AIM => Recast the lines of the items below, from the line containing "Ground autumn foliage." up to and including the line containing "95 126 103 136", as a Markdown table with a Row column holding the row number and an Entry column holding the line. Omit blank lines.

Begin

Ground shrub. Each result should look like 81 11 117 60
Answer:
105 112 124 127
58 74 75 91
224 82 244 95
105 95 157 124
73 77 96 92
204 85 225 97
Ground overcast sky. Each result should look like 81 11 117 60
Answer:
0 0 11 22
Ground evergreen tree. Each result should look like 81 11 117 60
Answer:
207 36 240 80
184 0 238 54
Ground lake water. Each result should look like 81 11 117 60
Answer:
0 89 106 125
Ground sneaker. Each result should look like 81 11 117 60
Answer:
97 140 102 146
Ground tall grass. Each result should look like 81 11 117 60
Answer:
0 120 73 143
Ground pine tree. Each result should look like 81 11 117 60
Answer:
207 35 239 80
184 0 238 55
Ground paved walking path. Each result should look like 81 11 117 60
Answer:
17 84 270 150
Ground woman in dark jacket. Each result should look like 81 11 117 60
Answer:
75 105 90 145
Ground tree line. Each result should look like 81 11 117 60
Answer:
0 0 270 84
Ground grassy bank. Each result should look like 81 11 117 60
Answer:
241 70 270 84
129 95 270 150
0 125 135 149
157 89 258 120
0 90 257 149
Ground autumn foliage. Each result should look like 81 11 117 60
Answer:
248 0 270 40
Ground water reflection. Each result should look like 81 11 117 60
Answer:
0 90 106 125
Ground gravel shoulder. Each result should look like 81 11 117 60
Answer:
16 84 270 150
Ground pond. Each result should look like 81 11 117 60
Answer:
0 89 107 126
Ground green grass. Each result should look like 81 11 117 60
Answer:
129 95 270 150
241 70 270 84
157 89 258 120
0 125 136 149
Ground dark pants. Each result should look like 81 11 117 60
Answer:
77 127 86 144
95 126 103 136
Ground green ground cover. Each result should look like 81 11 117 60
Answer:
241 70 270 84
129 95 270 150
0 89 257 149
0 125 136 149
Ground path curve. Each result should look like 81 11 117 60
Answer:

End

RESULT OF THIS EXERCISE =>
| Row | Entry |
|---|---|
| 1 | Ground autumn foliage. Each result should look like 81 11 117 60 |
| 2 | Answer: |
| 3 | 248 0 270 40 |
| 4 | Ground water reflection. Each result should look like 81 11 117 60 |
| 5 | Answer: |
| 6 | 0 90 106 125 |
| 7 | Ground gravel shoulder. Each result should look like 81 11 117 60 |
| 8 | Answer: |
| 9 | 16 84 270 150 |
| 10 | Ground pond. Each result should look like 81 11 117 60 |
| 11 | Answer: |
| 12 | 0 89 107 126 |
| 13 | Ground green grass. Each result should look like 81 11 117 60 |
| 14 | Answer: |
| 15 | 129 95 270 150 |
| 16 | 241 70 270 84 |
| 17 | 157 89 258 120 |
| 18 | 0 125 136 149 |
| 19 | Ground dark pants. Each result should look like 81 11 117 60 |
| 20 | Answer: |
| 21 | 77 127 86 144 |
| 22 | 95 126 103 136 |